*Text to read:*
Why we do what we do

Sermon 25 Oct 2020

Deut 34:1-12

I Thess 2:1-8

Matt 22:34-46

There is a series of Christian videos for children called Vege-tales. Some of you may have seen them with your grandchildren – if not, I recommend them for entertaining programmes that bring a clear Christian message, albeit voiced by Larry the cucumber. A talking cucumber might be an unusual carrier of God’s word.

But the reason I mention this series is that at the beginning of every episode there is a saying, ‘why we do what we do’. The makers of these programmes for children make it clear that their driving motivation is out of love for the children, not to merely entertain but to share the Gospel message of love and hope with them.

*Listed records:*
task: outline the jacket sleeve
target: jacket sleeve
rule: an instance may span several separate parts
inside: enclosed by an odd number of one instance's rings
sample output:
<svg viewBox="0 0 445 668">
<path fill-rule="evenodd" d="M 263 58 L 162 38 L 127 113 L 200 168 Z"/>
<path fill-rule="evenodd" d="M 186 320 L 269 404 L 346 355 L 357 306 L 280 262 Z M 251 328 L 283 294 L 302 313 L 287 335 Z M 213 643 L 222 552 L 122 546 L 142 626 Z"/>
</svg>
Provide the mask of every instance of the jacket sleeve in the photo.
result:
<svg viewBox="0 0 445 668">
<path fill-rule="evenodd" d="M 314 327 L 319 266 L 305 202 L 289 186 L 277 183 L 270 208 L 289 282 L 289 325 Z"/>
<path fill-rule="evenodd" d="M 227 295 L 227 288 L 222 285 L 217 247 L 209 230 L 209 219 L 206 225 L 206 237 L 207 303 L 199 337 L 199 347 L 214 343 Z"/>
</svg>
---
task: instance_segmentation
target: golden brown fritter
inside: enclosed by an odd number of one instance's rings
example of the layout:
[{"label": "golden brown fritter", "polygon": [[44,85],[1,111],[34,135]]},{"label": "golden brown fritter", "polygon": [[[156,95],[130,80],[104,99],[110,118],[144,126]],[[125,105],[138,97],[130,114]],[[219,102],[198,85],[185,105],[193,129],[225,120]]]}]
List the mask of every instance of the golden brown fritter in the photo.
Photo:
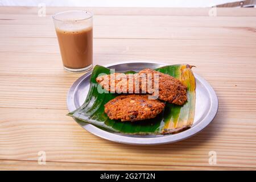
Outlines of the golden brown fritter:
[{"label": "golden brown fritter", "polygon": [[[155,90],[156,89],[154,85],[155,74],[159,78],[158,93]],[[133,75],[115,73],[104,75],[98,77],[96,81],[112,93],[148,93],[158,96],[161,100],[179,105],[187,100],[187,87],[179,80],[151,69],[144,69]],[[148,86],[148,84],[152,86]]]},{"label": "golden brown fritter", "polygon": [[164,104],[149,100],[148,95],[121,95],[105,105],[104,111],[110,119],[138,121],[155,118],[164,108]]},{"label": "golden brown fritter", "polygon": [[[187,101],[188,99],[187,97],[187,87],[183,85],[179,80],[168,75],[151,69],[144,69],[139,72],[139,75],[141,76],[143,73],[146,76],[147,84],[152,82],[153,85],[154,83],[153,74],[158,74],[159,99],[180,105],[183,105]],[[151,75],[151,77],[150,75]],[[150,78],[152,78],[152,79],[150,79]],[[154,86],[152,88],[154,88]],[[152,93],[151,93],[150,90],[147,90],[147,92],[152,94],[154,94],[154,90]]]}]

*What you will do:*
1) Decide whether each statement below agrees with the sermon text, answering yes or no and quoting the words from the sermon that decide it. (a) The preacher recommends the Vege-tales videos. (b) The saying "why we do what we do" appears at the end of every episode. (c) The makers of the programmes say their aim is merely to entertain children.
2) Take the sermon text further, starting right after its final sentence about the makers' motivation.

*Results in order:*
1)
(a) Yes: "I recommend them for entertaining programmes that bring a clear Christian message"
(b) No: "at the beginning of every episode there is a saying"
(c) No: "not to merely entertain but to share the Gospel message of love and hope with them"

2)
Paul’s letter to the Thessalonians spells out too his reason for what he is doing –

So deeply do we care for you that we are determined to share with you not only the gospel of God but also our own selves, because you have become very dear to us.’

Christian ministry isn’t an easy one, as I’m sure you all know. Paul encourages us by his example to share our own selves as we share the Gospel. This means sharing our hopes and our dreams, our triumphs and our despairs, with those around us. It is how we face life that marks us as Christians – are we proud when all is going well? Or do we give the glory back to God? Or when life turns to custard, and not sweet, hot custard, but lumpy cold stuff that’s burnt on the bottom, do we blame God? Or do we turn our face towards Jesus, confident and determined that nothing will take God’s love away from us, as we continue to put one foot in front of the other?

Paul had a really hard time proclaiming the Gospel. He was quick to tell his hearers about it:

‘though we had already suffered and been shamefully maltreated at Philippi, as you know, we had courage in our God to declare to you the gospel of God in spite of great opposition.’

Paul can sound as if he is boasting about the hard time he had, rather like the Monty Python skit about the three Yorkshiremen, as they try to outdo each other about how hard their childhood was!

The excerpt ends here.